▸ **Dataset entries**:
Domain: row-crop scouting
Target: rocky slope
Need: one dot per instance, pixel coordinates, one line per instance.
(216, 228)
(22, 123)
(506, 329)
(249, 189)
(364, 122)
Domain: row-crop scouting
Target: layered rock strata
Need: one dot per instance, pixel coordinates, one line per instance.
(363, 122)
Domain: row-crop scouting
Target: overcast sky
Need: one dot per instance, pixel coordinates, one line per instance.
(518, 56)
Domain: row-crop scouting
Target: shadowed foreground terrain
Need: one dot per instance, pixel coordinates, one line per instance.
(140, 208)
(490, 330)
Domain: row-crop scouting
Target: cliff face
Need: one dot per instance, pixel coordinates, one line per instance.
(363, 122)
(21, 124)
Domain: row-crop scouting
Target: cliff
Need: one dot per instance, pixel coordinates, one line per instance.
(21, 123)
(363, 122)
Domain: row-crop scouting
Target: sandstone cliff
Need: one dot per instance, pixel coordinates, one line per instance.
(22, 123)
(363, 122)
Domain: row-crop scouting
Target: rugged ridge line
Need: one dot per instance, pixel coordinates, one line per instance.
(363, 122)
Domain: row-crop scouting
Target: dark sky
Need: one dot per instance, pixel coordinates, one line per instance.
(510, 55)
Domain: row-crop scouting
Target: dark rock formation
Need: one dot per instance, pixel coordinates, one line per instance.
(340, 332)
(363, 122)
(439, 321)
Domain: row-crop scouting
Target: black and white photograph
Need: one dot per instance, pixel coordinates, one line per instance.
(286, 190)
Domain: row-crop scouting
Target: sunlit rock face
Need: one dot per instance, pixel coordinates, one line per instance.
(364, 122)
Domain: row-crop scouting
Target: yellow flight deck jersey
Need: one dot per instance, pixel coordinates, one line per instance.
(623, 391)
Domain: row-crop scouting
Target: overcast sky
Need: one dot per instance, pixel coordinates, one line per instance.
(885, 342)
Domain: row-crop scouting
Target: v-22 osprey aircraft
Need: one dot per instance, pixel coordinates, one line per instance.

▸ **Problem requirements**:
Which of the lines above contain "dark"? Return them all.

▸ **Task answer**:
Target: dark sky
Target: dark rock formation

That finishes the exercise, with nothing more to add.